- Instructions for the task -
Go through the entries below and print each one exactly, leaving out pictures.
───
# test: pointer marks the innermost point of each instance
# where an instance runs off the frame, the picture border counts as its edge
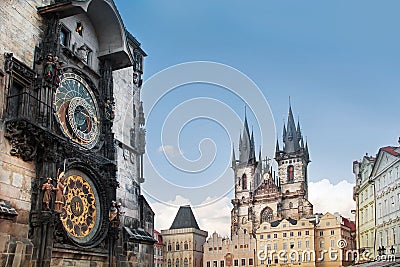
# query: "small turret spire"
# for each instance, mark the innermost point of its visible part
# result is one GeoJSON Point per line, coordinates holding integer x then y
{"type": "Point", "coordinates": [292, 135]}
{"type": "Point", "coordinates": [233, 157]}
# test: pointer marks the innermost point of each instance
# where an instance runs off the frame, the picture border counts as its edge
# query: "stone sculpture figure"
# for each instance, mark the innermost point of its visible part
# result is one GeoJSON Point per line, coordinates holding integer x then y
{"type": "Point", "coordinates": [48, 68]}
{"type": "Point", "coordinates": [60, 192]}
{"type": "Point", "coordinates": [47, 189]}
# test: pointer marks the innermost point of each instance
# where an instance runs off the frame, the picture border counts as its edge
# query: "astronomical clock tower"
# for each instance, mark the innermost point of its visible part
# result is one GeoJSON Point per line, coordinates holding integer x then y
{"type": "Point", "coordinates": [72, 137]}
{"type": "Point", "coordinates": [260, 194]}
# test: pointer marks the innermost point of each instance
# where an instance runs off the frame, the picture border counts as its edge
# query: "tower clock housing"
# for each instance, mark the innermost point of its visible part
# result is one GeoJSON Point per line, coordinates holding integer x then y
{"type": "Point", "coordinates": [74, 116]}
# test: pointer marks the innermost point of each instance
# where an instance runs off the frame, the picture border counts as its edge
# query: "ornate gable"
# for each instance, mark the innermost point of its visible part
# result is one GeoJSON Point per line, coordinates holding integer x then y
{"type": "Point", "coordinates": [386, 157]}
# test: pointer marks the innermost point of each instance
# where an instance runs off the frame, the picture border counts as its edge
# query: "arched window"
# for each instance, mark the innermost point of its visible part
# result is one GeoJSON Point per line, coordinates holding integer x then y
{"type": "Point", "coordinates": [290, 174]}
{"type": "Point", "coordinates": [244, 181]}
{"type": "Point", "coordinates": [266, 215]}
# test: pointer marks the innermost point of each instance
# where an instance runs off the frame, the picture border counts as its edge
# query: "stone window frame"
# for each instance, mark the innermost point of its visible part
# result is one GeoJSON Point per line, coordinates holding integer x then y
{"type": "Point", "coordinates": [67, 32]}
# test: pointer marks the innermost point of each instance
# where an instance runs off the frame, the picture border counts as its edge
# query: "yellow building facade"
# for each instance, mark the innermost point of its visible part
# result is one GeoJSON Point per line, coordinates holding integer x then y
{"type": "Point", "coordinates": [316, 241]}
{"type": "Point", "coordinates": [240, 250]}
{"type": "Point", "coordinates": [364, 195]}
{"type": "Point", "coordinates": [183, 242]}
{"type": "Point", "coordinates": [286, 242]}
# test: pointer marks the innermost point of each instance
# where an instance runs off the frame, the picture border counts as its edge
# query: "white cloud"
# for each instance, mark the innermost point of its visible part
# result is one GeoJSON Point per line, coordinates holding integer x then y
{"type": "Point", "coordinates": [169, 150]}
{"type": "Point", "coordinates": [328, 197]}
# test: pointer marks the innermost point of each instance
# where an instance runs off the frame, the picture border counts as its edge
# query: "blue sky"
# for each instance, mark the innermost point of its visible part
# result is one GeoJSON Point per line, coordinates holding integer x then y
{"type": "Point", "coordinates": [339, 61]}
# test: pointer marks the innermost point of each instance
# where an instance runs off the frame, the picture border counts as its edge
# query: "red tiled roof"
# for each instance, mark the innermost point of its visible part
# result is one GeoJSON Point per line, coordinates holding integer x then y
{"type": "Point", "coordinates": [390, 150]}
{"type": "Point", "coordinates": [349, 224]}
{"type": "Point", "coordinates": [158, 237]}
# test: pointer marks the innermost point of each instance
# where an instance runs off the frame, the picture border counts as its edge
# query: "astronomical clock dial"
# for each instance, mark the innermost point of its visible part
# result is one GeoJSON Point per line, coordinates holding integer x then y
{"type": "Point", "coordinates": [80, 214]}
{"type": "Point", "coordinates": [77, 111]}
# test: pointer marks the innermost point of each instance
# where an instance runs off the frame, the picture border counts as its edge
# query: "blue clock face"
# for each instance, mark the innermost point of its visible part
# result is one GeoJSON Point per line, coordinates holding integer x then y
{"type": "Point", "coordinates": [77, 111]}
───
- Result of the exercise -
# test: pointer marks the innermost point of each instance
# where an instance runs off the frame, the picture border counts as its edge
# query: "small turret spire"
# for each instance, mark the innermost point of its visible part
# result is one GeoJSON Point per line, coordinates holding integer x then y
{"type": "Point", "coordinates": [292, 135]}
{"type": "Point", "coordinates": [233, 157]}
# test: pointer marks the innermost point of each instance
# where an instance runs off the frame, the picture border counts as its edge
# query: "stone sculpture figure"
# for each instance, mark the innermost point of its visible part
# result is one GeoJSON Point per line, coordinates holding integer x then y
{"type": "Point", "coordinates": [48, 68]}
{"type": "Point", "coordinates": [60, 192]}
{"type": "Point", "coordinates": [47, 189]}
# test: pointer marks the innermost point of each instance
# where an instance runs off the frame, the picture border counts as its edge
# query: "astronomical clock tower"
# for each instance, mark the innermost point of its visible part
# result is one GeoJSON Point per line, coordinates holding integer x then y
{"type": "Point", "coordinates": [72, 137]}
{"type": "Point", "coordinates": [260, 194]}
# test: pointer marks the innermost point of each instance
# where an instance runs off the frame, the picture border counts as its edge
# query: "tower clock housing"
# for each instance, mark the innermost point of its visible part
# result is one GeoJSON Point per line, coordinates holding integer x then y
{"type": "Point", "coordinates": [74, 116]}
# test: pointer marks the innermost point of each instance
# where an instance runs off the frame, the picture border counts as its edge
# query: "ornate gable"
# for each instance, mark the innermost point of its visible part
# result is one GeoJSON Point per line, coordinates holding integer x then y
{"type": "Point", "coordinates": [386, 157]}
# test: pointer marks the innermost point of each instance
# where an instance runs off the frame, the picture border counts as its edge
# query: "arched window"
# for each instance, mark the innermost point of its visible part
# result is one GeoJSON Point per line, coordinates holding integer x then y
{"type": "Point", "coordinates": [290, 174]}
{"type": "Point", "coordinates": [244, 181]}
{"type": "Point", "coordinates": [266, 215]}
# test: pointer marks the innermost point of each instance
# where an instance runs off the frame, the picture border counts as its edge
# query: "stone window frame"
# for each instance, mark the innermost point of its visible part
# result is one GeoJSON Point per line, coordinates holding integer x then y
{"type": "Point", "coordinates": [67, 32]}
# test: pointer marks the innermost point of each instance
# where an instance runs off the frame, the picture border counts as its edge
# query: "yellow building facade"
# for each instance, mark the innermost point of its visible part
# result is one GeoJSON Point per line, coordinates holding integer x then y
{"type": "Point", "coordinates": [316, 241]}
{"type": "Point", "coordinates": [240, 250]}
{"type": "Point", "coordinates": [364, 195]}
{"type": "Point", "coordinates": [183, 242]}
{"type": "Point", "coordinates": [286, 242]}
# test: pointer marks the innermost point of each instance
# where an instance runs off the frame, the picture border counts as its edge
# query: "white cloud"
# for each instance, mark the innermost point of its visible part
# result is one GeoJSON Point per line, coordinates holding integer x then y
{"type": "Point", "coordinates": [169, 150]}
{"type": "Point", "coordinates": [328, 197]}
# test: pointer marks the innermost point of each instance
# where an instance runs off the frame, the picture border counts as its edge
# query: "blue sky"
# for each instance, mark the innermost point of its visible part
# result is one GeoJSON Point per line, coordinates holding integer x then y
{"type": "Point", "coordinates": [339, 61]}
# test: pointer marks the innermost point of each instance
# where an instance runs off the frame, the picture border counts as its edge
# query: "red tiled roof"
# for each instance, mark the innermost point of its visible part
# result is one GeoJSON Point per line, coordinates holding integer x then y
{"type": "Point", "coordinates": [390, 150]}
{"type": "Point", "coordinates": [349, 224]}
{"type": "Point", "coordinates": [158, 237]}
# test: pointer marks the innermost point of each instance
# where an instance runs off the frame, the picture border counts as its edge
# query: "astronomical clock dial"
# for each instance, mark the innermost point of its visible part
# result is one GeoJSON Point per line, coordinates holding integer x then y
{"type": "Point", "coordinates": [80, 214]}
{"type": "Point", "coordinates": [77, 111]}
# test: pointer marks the innermost point of each instance
# where an instance runs off the frame, the picture border counts as its edge
# query: "blue clock face"
# for each instance, mark the innermost point of its visible part
# result is one GeoJSON Point per line, coordinates holding integer x then y
{"type": "Point", "coordinates": [77, 111]}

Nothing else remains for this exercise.